**Document text:**
# # #

The authors have developed an ultra-fast hardware based scheduler in order to support the network architecture in order to reduce the epoch length, maximize throughput and minimize median and tail latency. At [4], the authors reported a scheduler that was handing epochs of 1  $\mu$ s duration and the wavelength switching/tuning was only taking place at the beginning of each epoch. Here, we briefly report on a scheduler that can support epochs of just 120 ns duration (8 times shorter) that allow for substantially more dynamic reconfiguration and is also able to cater for systems tuning wavelength at slot-level (20 ns) rather than epoch-level (120 ns). The hardware implementable scheduler adopts a parallel design with three pipelined stages (node contention resolution, wavelength decision and wavelength-slot selection) that consider *R* requests from each of the *N* nodes. Parallelism is used to speed up the scheduling process and round-robin arbiters are used to ensure fair selection of up to *W* (number of wavelengths supported by a transceiver), with unique source destination ports, per clock cycle. The scheduler can perform *I* iterations within one epoch to maximize throughout. After *I* cycles, failed requests are buffered and can be processed again in subsequent epochs. The slot-level scheduler differs from the epoch-level scheduler on the contention resolution and wavelength-slot selection

stages. The first stage has two pipeline sub-stages (instead of one), where one performs contention resolution for the sources and the second for destinations. Each sub-stage is constructed using N parallel N-port arbiters. The third stage uses initial iterations to allocate time-slots in chunks (coarse) and uses later iterations for fine allocation.

# # #

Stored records
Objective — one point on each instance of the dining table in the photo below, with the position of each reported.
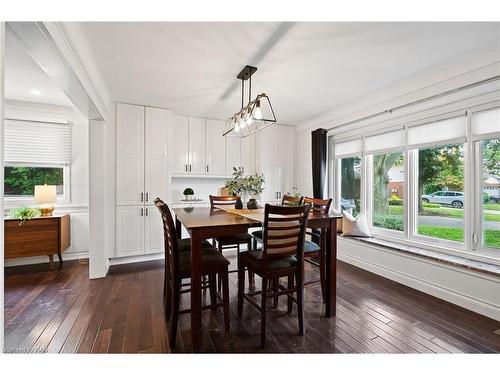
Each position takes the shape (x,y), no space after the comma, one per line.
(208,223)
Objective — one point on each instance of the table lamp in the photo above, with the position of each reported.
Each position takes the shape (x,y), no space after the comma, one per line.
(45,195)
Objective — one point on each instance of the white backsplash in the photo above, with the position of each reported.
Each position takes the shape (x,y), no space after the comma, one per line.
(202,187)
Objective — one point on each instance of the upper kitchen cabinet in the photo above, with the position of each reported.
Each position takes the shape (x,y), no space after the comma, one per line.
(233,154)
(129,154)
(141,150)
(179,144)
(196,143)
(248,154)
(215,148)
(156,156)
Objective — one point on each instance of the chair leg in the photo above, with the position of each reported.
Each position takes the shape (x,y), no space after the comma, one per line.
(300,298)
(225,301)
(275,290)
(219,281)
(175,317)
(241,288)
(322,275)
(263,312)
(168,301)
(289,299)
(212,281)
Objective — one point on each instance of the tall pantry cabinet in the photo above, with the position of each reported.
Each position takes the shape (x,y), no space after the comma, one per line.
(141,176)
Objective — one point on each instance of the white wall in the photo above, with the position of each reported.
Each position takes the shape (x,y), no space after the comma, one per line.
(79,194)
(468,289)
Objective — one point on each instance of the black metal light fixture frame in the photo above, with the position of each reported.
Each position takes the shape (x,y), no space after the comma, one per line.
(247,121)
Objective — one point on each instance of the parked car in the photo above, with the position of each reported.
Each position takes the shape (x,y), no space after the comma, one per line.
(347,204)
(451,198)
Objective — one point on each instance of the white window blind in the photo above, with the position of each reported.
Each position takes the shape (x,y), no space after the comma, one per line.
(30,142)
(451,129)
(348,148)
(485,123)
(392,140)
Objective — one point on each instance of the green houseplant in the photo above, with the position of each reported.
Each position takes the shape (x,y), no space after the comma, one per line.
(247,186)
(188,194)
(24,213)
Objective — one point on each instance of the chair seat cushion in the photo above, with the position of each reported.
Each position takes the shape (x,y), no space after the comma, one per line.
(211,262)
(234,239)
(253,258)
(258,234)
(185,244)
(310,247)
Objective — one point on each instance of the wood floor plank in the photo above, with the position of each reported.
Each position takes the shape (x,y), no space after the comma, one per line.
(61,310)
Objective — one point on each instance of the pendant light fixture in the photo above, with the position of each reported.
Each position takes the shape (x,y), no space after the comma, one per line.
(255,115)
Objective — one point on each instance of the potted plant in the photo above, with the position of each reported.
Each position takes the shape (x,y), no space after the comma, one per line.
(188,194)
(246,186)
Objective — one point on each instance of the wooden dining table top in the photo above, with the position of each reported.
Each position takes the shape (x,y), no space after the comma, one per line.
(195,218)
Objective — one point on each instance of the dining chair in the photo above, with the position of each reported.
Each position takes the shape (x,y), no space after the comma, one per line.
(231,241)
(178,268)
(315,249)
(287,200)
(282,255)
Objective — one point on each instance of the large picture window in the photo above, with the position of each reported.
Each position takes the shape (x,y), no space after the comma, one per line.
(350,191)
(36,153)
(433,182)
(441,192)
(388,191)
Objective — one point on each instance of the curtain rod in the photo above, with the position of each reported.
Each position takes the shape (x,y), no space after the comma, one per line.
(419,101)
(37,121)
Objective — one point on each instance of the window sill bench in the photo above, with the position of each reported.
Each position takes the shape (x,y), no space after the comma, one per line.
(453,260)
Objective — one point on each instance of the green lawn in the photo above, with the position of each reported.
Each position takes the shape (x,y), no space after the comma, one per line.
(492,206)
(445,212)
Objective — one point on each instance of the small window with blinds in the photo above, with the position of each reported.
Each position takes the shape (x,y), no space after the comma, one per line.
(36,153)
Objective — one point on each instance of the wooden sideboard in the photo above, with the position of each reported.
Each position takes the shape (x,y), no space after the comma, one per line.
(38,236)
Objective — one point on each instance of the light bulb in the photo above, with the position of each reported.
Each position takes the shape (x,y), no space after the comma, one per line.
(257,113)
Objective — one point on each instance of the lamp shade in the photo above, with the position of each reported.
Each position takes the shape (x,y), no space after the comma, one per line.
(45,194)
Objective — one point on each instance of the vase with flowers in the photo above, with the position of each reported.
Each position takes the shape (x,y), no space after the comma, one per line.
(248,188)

# # #

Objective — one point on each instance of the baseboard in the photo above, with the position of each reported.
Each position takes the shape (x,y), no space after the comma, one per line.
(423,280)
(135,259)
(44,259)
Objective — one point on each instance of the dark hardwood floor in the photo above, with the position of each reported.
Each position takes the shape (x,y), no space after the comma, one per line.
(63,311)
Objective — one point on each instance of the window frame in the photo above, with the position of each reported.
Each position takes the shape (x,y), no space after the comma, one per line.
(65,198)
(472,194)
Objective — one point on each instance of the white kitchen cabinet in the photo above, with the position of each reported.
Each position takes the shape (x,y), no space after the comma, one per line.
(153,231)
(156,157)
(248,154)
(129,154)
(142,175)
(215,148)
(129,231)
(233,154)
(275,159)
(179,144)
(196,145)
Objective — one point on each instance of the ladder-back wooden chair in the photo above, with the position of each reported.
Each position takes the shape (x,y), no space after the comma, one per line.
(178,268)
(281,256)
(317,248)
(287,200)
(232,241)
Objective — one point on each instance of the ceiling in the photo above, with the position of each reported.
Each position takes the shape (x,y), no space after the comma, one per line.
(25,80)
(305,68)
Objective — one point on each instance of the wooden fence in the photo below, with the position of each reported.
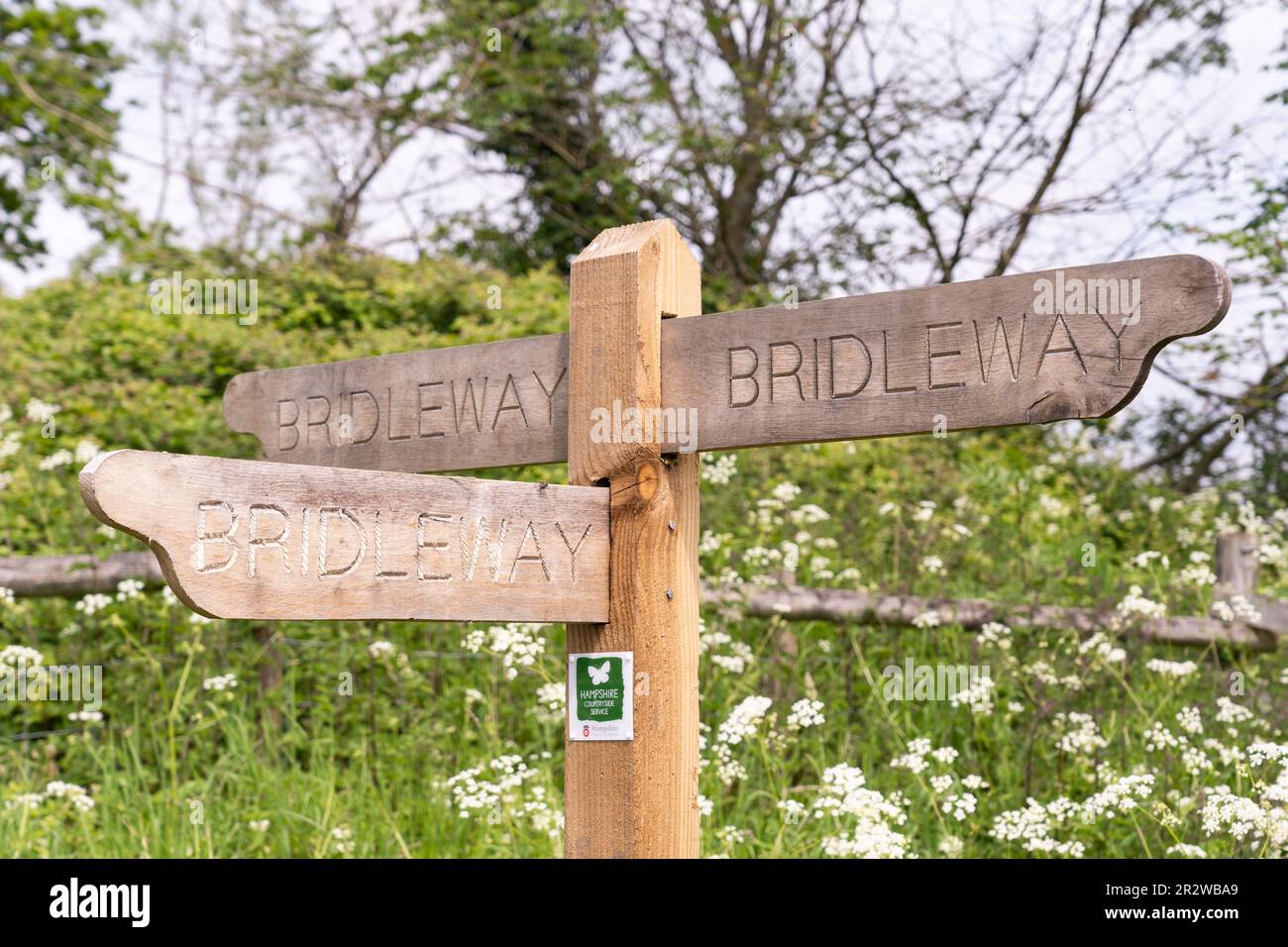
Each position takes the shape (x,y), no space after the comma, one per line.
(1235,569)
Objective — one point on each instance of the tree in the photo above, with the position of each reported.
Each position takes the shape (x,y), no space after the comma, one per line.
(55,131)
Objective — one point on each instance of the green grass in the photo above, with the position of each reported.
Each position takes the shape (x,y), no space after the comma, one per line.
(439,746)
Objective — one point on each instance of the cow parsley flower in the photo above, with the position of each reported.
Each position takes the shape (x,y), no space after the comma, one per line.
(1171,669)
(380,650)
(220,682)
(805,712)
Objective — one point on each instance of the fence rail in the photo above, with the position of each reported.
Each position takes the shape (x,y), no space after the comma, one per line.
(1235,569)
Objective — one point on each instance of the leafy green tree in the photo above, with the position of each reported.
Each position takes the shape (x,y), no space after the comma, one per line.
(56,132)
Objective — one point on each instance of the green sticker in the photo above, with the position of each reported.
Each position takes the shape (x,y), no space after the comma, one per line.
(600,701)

# # #

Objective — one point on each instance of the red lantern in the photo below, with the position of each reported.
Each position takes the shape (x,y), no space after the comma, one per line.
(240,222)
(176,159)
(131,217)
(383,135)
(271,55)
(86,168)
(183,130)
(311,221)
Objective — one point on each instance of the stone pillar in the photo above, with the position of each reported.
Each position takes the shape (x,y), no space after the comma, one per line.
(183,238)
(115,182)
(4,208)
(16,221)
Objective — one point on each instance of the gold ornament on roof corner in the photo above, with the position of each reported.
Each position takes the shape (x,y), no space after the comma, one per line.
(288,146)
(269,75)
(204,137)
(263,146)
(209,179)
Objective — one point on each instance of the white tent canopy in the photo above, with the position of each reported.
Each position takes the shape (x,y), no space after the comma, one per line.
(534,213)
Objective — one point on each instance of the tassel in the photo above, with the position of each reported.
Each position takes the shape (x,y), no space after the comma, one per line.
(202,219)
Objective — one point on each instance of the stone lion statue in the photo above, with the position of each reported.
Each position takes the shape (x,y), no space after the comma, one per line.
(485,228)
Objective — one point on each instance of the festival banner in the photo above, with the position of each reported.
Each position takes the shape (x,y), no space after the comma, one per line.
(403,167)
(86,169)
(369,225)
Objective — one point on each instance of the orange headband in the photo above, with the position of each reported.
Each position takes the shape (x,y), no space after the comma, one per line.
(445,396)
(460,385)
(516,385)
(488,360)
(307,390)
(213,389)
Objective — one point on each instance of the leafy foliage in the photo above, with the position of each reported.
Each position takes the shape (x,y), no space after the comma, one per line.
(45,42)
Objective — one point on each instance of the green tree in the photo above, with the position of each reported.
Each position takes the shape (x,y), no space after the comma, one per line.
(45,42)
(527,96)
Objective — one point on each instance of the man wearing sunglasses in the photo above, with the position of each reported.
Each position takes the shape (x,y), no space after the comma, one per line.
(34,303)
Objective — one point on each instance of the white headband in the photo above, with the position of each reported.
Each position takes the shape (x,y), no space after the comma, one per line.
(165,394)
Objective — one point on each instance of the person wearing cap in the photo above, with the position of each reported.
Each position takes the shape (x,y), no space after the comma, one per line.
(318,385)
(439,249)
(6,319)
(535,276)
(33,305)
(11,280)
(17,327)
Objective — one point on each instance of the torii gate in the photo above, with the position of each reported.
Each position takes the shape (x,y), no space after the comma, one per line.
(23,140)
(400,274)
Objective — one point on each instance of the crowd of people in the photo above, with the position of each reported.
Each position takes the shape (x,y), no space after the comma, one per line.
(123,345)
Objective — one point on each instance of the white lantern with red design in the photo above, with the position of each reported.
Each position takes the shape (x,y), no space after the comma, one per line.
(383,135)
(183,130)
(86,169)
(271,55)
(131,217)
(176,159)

# # #

**Problem 1:** Write out the passage on the hardware scheduler from "stages. The first" up to and including "for fine allocation.", matching it character for character.
**Problem 2:** Pull out every line of the records that contains the string "floor". Case counts.

**Answer 1:**
stages. The first stage has two pipeline sub-stages (instead of one), where one performs contention resolution for the sources and the second for destinations. Each sub-stage is constructed using N parallel N-port arbiters. The third stage uses initial iterations to allocate time-slots in chunks (coarse) and uses later iterations for fine allocation.

**Answer 2:**
Objective — one point on each instance of the wood floor plank in the photo above, with the position of each reported.
Objective — one point on each instance of the dark hardwood floor in the photo above, with the position of each reported.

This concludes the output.